§ **Brief**
Extract each line of the items below that contains the string "jacket". Matching is case-sensitive.

§ **The records**

::::::::

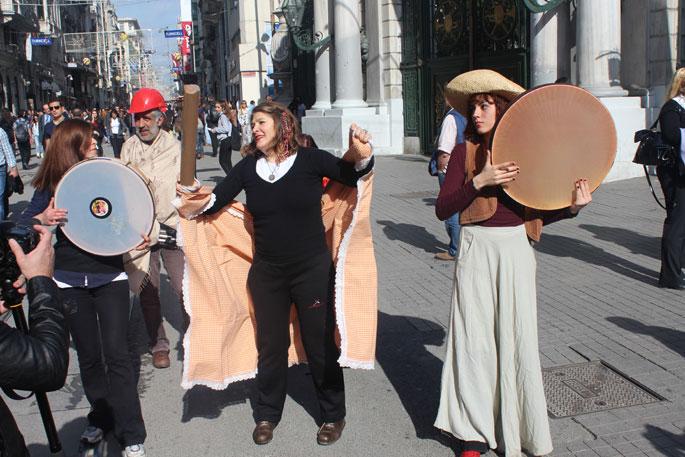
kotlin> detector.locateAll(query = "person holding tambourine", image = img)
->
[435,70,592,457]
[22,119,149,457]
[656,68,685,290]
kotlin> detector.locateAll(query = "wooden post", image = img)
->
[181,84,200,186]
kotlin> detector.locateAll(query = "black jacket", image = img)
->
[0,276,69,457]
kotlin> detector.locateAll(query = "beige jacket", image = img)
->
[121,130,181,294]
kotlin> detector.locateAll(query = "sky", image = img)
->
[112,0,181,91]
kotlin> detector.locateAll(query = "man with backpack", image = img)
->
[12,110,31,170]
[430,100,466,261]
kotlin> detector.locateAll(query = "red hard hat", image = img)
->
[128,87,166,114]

::::::::

§ **Expected output**
kotlin> detector.locateAll(query = "black jacket", image = img)
kotlin> detector.locateAll(query = "beige jacket", image = img)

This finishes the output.